++++ Exercise inputs

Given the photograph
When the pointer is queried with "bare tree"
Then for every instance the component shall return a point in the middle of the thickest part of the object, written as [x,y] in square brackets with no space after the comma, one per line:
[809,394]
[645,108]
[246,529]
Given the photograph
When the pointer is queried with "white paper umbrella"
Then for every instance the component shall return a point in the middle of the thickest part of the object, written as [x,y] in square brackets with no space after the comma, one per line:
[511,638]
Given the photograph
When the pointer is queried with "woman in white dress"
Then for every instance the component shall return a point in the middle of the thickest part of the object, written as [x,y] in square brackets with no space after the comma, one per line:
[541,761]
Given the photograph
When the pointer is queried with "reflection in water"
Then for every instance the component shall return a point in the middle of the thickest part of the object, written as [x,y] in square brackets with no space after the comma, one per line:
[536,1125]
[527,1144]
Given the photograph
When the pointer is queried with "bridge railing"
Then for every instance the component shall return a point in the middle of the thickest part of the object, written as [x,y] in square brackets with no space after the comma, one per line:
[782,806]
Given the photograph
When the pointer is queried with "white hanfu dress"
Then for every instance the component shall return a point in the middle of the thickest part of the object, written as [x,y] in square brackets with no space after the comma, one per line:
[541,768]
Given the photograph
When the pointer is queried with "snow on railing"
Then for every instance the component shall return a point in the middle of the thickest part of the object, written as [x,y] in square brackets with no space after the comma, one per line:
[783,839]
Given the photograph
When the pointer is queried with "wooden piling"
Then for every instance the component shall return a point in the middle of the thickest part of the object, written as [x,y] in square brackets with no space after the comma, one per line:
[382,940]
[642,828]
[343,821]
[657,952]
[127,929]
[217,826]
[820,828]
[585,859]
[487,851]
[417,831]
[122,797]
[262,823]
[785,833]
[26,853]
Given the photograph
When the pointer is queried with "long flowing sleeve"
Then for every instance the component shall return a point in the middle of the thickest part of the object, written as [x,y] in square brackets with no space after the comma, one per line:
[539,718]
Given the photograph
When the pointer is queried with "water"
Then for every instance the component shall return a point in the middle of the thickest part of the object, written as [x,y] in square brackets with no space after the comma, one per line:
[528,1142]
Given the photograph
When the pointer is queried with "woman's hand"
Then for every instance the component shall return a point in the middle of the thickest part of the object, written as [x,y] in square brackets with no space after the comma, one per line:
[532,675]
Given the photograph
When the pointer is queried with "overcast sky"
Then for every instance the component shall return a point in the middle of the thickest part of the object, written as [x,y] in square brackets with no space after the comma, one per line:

++++++++

Exercise details – Set down the listing in full, keeping every word exactly as it is.

Complete response –
Given the photograph
When the pointer is queried with "bare tree"
Then for every instance the component shall return a point in the middle of the thickest part of the object, written as [x,y] in square brackets with no space after the comma, one per line:
[809,394]
[645,108]
[246,529]
Given the photograph
When the pointer is queried with "white paper umbrella"
Then for every instance the component shall return a point in the middle of the thickest part of the object, written as [x,y] in square brackets with no space after the comma, one per line:
[511,638]
Given the photograph
When the pointer is queried with "woman in white dress"
Then for every instance the component shall return a point in the middle of the thickest part of the object, written as [x,y] in square brackets with no space after the comma, one per line:
[541,761]
Given the photograph
When the pointer is queried with "reflection in water"
Then for every instance the component shall return a point in the middle of the thickest part of the object, written as [x,y] in square brackets with no space after the comma, one per line:
[536,1125]
[527,1144]
Given the photograph
When the pointer is queried with "bridge railing"
Then for every instance the component shall return a point in the middle of the thickest part of the object, written as [x,y] in square brackets with no space after the comma, one per line:
[782,806]
Given the photograph
When the pointer is queried with "white hanfu dress"
Then for every instance the component shall return a point in the middle of the thickest part of the object, written as [x,y] in square brackets with no space after the comma, one per line:
[541,768]
Given the photograph
When the pointer is queried with "snow on railing"
Then for every instance the component shall return a point in the middle of the thickest part of the object, written as [x,y] in square brackets with no space after the comma, one per line:
[783,839]
Given the photograph
When the pointer is queried with "wooden piling"
Then for every instance the component shall return a point in the middle of the thickest part of the object, written as [x,y] in square brackets with no space after the comma, one per line:
[382,940]
[642,828]
[343,821]
[657,952]
[127,929]
[217,826]
[820,828]
[585,859]
[487,851]
[417,831]
[122,797]
[262,823]
[785,833]
[26,853]
Given the photograph
When the pointer is queried with "long flowing sleeve"
Then for every instance the component shall return a point in the middle of the thickest part of the object, written as [x,y] in square brackets with no space after the comma, one per line:
[539,718]
Given the photograph
When the pointer is queried with "water"
Then for every instance the component shall return a point in the middle of the thickest part of the object, written as [x,y] in square brackets with no space after the comma, one per line:
[528,1142]
Given the photograph
When the pointer is queried with "woman's hand"
Then for every instance the component shall return a point in the middle of the thickest part of the object, written as [x,y] in square brackets with no space after the comma, one per line:
[532,675]
Given the photograph
When the pointer is queried with "overcast sky"
Then for every instance the component shall return a point in the middle of the thickest part of the object, written as [x,y] in square brackets with no space after the comma, one per line:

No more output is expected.